■ ASSIGNMENT
Would you repeat each line below exactly, without the pictures?

■ DATASET ENTRIES
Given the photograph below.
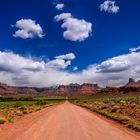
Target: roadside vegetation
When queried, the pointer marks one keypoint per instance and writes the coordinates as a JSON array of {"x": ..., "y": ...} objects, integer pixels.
[
  {"x": 14, "y": 107},
  {"x": 125, "y": 110}
]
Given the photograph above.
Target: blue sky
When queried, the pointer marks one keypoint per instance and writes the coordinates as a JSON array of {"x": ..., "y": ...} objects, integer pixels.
[{"x": 92, "y": 34}]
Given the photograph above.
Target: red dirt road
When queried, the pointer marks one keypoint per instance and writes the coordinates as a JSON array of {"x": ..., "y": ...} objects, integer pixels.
[{"x": 64, "y": 122}]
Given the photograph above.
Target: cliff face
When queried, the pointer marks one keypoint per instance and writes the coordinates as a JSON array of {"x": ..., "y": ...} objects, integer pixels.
[
  {"x": 65, "y": 90},
  {"x": 74, "y": 89}
]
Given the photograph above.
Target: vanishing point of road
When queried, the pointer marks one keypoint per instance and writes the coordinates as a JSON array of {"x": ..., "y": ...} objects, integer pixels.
[{"x": 65, "y": 122}]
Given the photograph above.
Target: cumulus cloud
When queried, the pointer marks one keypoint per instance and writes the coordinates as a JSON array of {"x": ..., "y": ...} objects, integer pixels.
[
  {"x": 22, "y": 71},
  {"x": 61, "y": 61},
  {"x": 28, "y": 28},
  {"x": 60, "y": 6},
  {"x": 76, "y": 29},
  {"x": 109, "y": 6},
  {"x": 75, "y": 68},
  {"x": 69, "y": 56},
  {"x": 134, "y": 49}
]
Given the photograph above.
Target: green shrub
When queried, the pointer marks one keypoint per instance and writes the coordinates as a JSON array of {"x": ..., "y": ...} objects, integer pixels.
[
  {"x": 41, "y": 102},
  {"x": 2, "y": 120}
]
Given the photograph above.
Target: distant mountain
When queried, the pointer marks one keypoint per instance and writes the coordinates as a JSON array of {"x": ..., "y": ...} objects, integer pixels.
[
  {"x": 64, "y": 90},
  {"x": 131, "y": 82}
]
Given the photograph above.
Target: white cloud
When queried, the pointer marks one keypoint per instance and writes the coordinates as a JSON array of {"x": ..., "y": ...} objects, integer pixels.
[
  {"x": 28, "y": 28},
  {"x": 134, "y": 49},
  {"x": 76, "y": 29},
  {"x": 22, "y": 71},
  {"x": 109, "y": 6},
  {"x": 69, "y": 56},
  {"x": 75, "y": 68},
  {"x": 60, "y": 6}
]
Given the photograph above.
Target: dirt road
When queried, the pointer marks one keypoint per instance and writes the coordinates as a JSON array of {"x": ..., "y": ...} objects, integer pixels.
[{"x": 64, "y": 122}]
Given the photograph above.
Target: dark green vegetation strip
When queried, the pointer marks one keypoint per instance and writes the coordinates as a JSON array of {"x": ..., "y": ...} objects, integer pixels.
[
  {"x": 125, "y": 110},
  {"x": 11, "y": 107}
]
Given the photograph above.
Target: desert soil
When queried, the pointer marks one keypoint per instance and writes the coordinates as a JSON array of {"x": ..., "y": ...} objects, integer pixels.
[{"x": 64, "y": 122}]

■ RESPONSE
Given the photograph below.
Target: roadside vegetation
When queried, the pointer marks one keypoint per instance and writes the coordinates as a JSON array of {"x": ..., "y": ...} objects, integer pixels.
[
  {"x": 14, "y": 107},
  {"x": 125, "y": 110}
]
Given the photograph above.
Target: blue sky
When queried, the pointer marks one keypoint per instance and writes the coordinates as a JSON array of {"x": ..., "y": ...} objects, integer pixels.
[{"x": 92, "y": 34}]
Given the photograph above.
Target: red dirt road
When queried, the pointer marks one keypoint per instance and writes the coordinates as a JSON array of {"x": ..., "y": ...} objects, integer pixels.
[{"x": 64, "y": 122}]
Given the photograph above.
Target: cliff face
When queried, the pointer marks one keypoint per instance and writes the coordinates as a JSON array of {"x": ..., "y": ...} objects, integer pixels.
[
  {"x": 65, "y": 90},
  {"x": 74, "y": 89}
]
Given the photograph above.
Target: vanishing point of road
When queried, the pointer marks one keypoint per instance and writes the coordinates as a JSON array of {"x": ..., "y": ...} objects, integer pixels.
[{"x": 65, "y": 122}]
Given the photograph above.
Target: cumulus cloud
When queried, the pointer marks one keypoint per instance and writes the coordinates as a JSON array of {"x": ..., "y": ...} objects, integer pixels.
[
  {"x": 22, "y": 71},
  {"x": 61, "y": 61},
  {"x": 28, "y": 28},
  {"x": 60, "y": 6},
  {"x": 76, "y": 29},
  {"x": 109, "y": 6},
  {"x": 75, "y": 68},
  {"x": 69, "y": 56},
  {"x": 134, "y": 49}
]
Given the photograph above.
Target: green shrub
When queried, the pointer marks one keypoint per instance and writes the coordinates as a JSON array of {"x": ..., "y": ...} objects, integer pixels.
[
  {"x": 41, "y": 102},
  {"x": 2, "y": 120}
]
Given the photograph above.
Target: distant mountain
When queried, the pointer marks one keypoint per instance and writes the coordinates as a JSON array of {"x": ..., "y": ...} objects, integer pixels.
[
  {"x": 64, "y": 90},
  {"x": 131, "y": 82}
]
Given the photograph above.
Target: white cloud
When queried, the pointer marks one keypoint per instance and writes the coordinates as a JSON array of {"x": ..., "y": ...} objects, integer pixels.
[
  {"x": 28, "y": 28},
  {"x": 134, "y": 49},
  {"x": 76, "y": 29},
  {"x": 22, "y": 71},
  {"x": 109, "y": 6},
  {"x": 69, "y": 56},
  {"x": 75, "y": 68},
  {"x": 60, "y": 6}
]
Given the photograph above.
Target: dirt road
When queried, the pointer marks one keypoint per instance and writes the coordinates as a JSON array of {"x": ..., "y": ...} objects, integer pixels.
[{"x": 64, "y": 122}]
Given the photograph above.
Target: dark green vegetation strip
When queried, the pointer marks one keypoint per instance and writes the coordinates as a JSON array of {"x": ..., "y": ...} objects, integer pixels.
[
  {"x": 125, "y": 110},
  {"x": 11, "y": 107}
]
Given the photograph above.
Target: desert soil
When queried, the pointer marks one keypoint per instance and writes the coordinates as a JSON array of {"x": ..., "y": ...} objects, integer pixels.
[{"x": 64, "y": 122}]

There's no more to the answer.